Objectif 1:
Reproduisez sans aucune modification toutes les lignes figurant sous « Entrées de données ».

======== Extrait de source

Une récente polémique initiée par notre secrétaire national a opposé la « gauche du travail » à la gauche de l’assistanat.
Des primes pour compenser la faiblesse des salaires
Pour comprendre cette polémique, il faut se replonger dans cette tribune d’Aurélien Purière.
Il relève que Marx avait déjà noté dans Le Capital : « A la fin du XVIIIe siècle et pendant les vingt premières années du XIXe, les fermiers et les landlords [propriétaires terriens] anglais rivalisèrent d’efforts pour faire descendre le salaire à son minimum absolu. A cet effet, on payait moins que le minimum sous forme de salaire et on compensait le déficit par l’assistance paroissiale » (Livre I, les Editions sociales, 2016 [1867], p. 583-584).
Il note que les primes, à commencer par la prime pour l’emploi dispensé sous Jospin en 2001 pour continuer par la prime Macron versée au nom de la solidarité nationale pour faire face à l’inflation, viennent compenser la faiblesse des salaires.
Vous conviendrez que c’est pratique pour les employeurs ! Ils se dispensent ainsi d’augmenter les salaires et peuvent évoquer les primes en réponse aux revendications de hausses salariales. C’est d’ailleurs la réponse donnée par les patrons de ETEX à Mazan cet été aux grévistes qui demandaient des hausses de salaires : vous avez déjà le droit à des primes !
Dans une autre tribune dans le Monde, Nicolas Devoux croyant dénoncer les propos de Roussel lui donne en fait raison. Depuis plus de 20 ans, avec le développement du précariat et des trappes à bas salaires, les travailleurs ne vivent plus de leur travail et en sont atteint dans leur dignité.
Baisses des « charges » = baisse du salaire brut = diminution de prestations
Cette non-revalorisation des salaires nets due aux primes a son pendant sur l’ensemble du salaire brut : la baisse des « charges ».
Là encore, c’est un cadeau aux patrons. Exonération Fillon sur les cotisations sociales (charges en langage patronal), CICE etc..
En baissant les « fameuses charges » c’est à dire les cotisations sociales qui ouvrent des droits aux assurances sociales, c’est l’édifice sur lequel repose la solidarité nationale qui est en péril. La sécurité sociale finance les hôpitaux : on fait payer un forfait urgence, on pressure l’hôpital etc…. La solidarité en est diminuée.
Pour l’assurance chômage notamment, il a fallu raboter ces droits pour compenser les pertes de recettes liées aux baisses de cotisation.

================
======== Entrées de données

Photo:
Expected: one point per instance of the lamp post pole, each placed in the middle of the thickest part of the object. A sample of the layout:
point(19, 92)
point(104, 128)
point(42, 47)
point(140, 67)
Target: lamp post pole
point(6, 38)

================

Objectif 2:
D'après l'extrait de source, en quelle année la prime pour l'emploi a-t-elle été dispensée sous Jospin ?

Solution complète 1:
Photo:
Expected: one point per instance of the lamp post pole, each placed in the middle of the thickest part of the object. A sample of the layout:
point(19, 92)
point(104, 128)
point(42, 47)
point(140, 67)
Target: lamp post pole
point(6, 38)

Solution complète 2:
En 2001.